## Aim of the task:
Output each line of the data word for word, from the first through the line that holds "target | distant foliage", and leave off whatever follows.

## Records shown:

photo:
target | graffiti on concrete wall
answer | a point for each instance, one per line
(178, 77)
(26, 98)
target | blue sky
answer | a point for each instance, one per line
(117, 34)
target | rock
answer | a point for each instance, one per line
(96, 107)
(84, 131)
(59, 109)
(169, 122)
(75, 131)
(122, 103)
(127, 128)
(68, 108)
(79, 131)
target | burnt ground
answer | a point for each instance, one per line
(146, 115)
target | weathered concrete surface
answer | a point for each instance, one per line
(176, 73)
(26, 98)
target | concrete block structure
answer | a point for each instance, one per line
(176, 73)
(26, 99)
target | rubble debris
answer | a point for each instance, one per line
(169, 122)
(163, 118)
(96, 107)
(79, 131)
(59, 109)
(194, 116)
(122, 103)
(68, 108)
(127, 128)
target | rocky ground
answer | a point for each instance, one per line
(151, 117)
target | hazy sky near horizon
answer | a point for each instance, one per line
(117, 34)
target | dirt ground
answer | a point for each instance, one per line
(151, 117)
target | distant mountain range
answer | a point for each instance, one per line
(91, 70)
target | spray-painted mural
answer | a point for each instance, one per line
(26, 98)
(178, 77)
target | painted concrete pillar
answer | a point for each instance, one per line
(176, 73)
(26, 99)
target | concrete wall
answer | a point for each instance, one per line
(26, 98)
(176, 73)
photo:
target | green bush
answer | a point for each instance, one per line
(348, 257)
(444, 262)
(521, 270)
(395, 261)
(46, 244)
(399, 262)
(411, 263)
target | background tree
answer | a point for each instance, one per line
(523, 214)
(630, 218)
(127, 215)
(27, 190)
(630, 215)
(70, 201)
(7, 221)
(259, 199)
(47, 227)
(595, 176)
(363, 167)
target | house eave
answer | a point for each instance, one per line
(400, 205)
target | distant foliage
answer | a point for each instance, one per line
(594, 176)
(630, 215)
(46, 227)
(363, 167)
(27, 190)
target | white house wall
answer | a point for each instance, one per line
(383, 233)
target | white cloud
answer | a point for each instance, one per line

## Answer area:
photo:
target | graffiti on concrete wall
answer | a point for each instance, one per line
(178, 77)
(26, 98)
target | blue sky
answer | a point for each instance, one per line
(117, 34)
target | rock
answer | a point for each instance, one per line
(96, 107)
(84, 131)
(59, 109)
(169, 122)
(75, 131)
(122, 103)
(127, 128)
(68, 108)
(79, 131)
target | burnt ground
answer | a point for each instance, one per line
(146, 115)
target | weathered concrete surface
answer | a point for each instance, one per line
(176, 73)
(26, 98)
target | concrete block structure
answer | a point for each instance, one per line
(176, 73)
(26, 99)
target | rubble debris
answer | a point for each instance, one per line
(169, 122)
(163, 118)
(96, 107)
(79, 131)
(59, 109)
(194, 116)
(122, 103)
(68, 108)
(127, 128)
target | rocky ground
answer | a point for each instance, one per line
(151, 117)
target | hazy sky near horizon
answer | a point for each instance, one per line
(117, 34)
target | dirt ground
answer | a point for each instance, one per line
(151, 117)
target | distant mountain range
answer | a point for each instance, one per line
(91, 70)
target | spray-painted mural
answer | a point for each instance, one per line
(26, 98)
(178, 77)
target | painted concrete pillar
answer | a point for each instance, one per line
(176, 73)
(26, 99)
target | concrete wall
answer | a point for each instance, one per line
(26, 98)
(176, 73)
photo:
target | green bush
answer | a point for each instance, one per line
(348, 257)
(444, 262)
(521, 270)
(395, 261)
(46, 244)
(399, 262)
(411, 263)
target | background tree
answer | a point for each instance, one per line
(523, 214)
(630, 218)
(127, 215)
(27, 190)
(630, 215)
(70, 201)
(7, 221)
(259, 199)
(47, 227)
(595, 176)
(363, 167)
target | house eave
answer | a point for each instance, one per line
(400, 205)
target | distant foliage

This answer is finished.